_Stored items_
* * * * * * * * *
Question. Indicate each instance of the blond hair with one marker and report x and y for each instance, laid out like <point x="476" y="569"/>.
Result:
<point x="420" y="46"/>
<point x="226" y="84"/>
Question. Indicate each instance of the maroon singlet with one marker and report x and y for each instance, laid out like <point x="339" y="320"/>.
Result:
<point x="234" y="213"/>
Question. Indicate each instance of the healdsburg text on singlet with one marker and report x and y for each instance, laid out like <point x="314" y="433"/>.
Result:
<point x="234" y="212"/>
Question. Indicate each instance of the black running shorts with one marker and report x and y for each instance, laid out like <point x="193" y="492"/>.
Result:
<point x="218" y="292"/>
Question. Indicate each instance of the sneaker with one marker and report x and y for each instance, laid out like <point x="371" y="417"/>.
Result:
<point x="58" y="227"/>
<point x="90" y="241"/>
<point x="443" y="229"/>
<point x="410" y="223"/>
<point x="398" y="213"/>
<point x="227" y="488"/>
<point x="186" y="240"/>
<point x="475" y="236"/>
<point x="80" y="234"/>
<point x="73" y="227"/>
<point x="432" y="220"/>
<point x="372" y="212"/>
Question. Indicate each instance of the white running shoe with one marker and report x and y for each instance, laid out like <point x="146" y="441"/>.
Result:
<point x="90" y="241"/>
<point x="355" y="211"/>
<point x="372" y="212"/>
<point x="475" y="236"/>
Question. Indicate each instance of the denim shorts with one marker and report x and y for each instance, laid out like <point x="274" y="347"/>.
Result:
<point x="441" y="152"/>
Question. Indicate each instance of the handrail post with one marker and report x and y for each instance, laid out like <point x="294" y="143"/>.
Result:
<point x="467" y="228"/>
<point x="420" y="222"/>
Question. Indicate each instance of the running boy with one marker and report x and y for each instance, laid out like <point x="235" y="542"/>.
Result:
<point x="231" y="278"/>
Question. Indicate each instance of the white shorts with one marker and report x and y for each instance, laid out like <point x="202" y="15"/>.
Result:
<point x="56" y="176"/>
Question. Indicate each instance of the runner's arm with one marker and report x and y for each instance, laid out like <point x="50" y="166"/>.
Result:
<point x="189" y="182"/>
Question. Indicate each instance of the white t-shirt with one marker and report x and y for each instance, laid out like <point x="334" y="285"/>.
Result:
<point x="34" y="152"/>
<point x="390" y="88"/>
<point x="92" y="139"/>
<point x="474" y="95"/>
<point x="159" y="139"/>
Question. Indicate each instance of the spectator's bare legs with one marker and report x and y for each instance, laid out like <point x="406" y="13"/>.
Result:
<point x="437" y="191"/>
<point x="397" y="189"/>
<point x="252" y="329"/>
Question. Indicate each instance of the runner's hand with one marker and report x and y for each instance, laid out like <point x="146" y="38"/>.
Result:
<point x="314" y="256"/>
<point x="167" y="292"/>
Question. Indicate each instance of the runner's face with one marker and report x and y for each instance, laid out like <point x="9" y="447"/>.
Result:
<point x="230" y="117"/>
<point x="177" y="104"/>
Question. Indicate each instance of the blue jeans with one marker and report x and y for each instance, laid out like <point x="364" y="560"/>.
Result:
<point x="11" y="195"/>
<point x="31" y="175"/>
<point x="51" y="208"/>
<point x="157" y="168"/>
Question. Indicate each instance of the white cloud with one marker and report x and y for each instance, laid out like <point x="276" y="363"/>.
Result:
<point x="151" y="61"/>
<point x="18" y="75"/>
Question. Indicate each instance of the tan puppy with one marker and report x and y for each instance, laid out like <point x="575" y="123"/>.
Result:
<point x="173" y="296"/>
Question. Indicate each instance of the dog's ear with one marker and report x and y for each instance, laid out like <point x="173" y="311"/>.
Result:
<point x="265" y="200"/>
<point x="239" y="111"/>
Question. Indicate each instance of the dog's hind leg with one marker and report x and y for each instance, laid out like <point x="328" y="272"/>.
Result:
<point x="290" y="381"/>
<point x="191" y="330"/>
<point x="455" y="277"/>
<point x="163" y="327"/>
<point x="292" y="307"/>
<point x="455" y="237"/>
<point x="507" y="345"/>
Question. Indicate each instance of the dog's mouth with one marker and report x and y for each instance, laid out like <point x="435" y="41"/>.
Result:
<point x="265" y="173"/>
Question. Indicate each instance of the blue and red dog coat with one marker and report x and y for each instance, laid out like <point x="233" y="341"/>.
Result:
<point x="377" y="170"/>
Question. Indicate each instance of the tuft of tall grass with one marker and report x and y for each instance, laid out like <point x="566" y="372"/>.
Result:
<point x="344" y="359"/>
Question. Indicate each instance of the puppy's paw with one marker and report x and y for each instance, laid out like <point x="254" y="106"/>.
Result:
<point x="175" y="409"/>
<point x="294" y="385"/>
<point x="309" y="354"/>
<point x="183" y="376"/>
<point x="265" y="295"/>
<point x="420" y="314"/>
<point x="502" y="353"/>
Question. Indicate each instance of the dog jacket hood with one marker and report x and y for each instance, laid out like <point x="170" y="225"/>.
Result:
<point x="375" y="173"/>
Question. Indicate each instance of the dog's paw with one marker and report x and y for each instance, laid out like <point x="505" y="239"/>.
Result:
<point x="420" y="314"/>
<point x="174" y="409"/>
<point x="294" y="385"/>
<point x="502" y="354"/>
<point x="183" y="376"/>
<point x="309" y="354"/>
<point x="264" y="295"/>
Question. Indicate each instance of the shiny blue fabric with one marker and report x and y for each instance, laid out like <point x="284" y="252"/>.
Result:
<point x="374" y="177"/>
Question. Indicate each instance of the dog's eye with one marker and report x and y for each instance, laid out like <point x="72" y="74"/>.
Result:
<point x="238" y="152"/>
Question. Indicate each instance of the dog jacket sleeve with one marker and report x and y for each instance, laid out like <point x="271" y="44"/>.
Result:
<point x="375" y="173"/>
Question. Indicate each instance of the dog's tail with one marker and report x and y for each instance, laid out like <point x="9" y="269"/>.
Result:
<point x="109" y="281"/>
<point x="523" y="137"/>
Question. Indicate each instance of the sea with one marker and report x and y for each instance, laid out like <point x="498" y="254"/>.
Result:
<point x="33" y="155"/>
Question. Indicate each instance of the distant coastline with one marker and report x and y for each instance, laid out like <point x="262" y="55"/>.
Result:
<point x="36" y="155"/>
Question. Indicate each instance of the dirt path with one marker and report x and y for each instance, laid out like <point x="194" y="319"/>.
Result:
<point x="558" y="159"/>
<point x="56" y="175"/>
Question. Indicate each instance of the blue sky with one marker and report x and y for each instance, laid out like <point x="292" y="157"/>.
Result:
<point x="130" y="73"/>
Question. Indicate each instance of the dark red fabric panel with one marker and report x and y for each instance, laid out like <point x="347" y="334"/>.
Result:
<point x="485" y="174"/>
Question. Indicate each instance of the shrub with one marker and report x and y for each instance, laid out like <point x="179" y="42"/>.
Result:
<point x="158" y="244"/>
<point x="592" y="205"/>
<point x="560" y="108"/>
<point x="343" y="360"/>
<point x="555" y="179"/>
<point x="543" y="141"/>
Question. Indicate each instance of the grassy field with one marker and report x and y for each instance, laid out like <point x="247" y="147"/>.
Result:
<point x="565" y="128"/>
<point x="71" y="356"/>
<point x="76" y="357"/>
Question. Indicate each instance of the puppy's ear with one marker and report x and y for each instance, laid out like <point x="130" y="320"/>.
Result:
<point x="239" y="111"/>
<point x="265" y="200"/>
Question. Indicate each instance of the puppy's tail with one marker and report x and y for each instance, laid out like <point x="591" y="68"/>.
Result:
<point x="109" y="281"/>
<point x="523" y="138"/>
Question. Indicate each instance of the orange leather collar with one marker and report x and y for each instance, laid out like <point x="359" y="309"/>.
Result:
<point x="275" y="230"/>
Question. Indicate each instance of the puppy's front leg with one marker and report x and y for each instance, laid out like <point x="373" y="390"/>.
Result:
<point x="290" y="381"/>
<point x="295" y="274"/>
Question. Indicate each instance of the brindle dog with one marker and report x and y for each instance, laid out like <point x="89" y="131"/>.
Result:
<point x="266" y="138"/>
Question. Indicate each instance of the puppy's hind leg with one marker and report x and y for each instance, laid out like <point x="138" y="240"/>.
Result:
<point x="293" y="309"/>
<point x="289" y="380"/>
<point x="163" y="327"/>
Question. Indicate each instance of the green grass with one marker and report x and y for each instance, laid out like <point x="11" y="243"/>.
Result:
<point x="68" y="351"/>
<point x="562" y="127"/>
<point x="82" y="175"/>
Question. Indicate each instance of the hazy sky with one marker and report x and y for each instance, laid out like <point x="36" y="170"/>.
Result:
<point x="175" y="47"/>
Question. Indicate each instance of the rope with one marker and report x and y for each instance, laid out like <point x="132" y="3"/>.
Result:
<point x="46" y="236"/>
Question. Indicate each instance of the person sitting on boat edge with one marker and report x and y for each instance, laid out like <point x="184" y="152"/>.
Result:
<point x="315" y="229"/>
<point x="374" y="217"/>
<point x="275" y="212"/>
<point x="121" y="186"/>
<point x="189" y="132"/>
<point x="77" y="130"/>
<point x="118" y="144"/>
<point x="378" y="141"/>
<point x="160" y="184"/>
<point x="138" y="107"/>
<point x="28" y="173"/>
* * * * * * * * *
_About this task_
The answer is the run of lines above from the line containing "Question. Indicate each instance of the grassy" through the line containing "Question. Indicate each instance of the puppy's ear", copied exactly and alone.

_Exercise response_
Question. Indicate each instance of the grassy field with one marker and report x and y for each instance, laid out like <point x="247" y="147"/>.
Result:
<point x="565" y="128"/>
<point x="71" y="356"/>
<point x="76" y="357"/>
Question. Indicate each instance of the puppy's ear with one marker and report x and y for each instance, laid out like <point x="130" y="320"/>.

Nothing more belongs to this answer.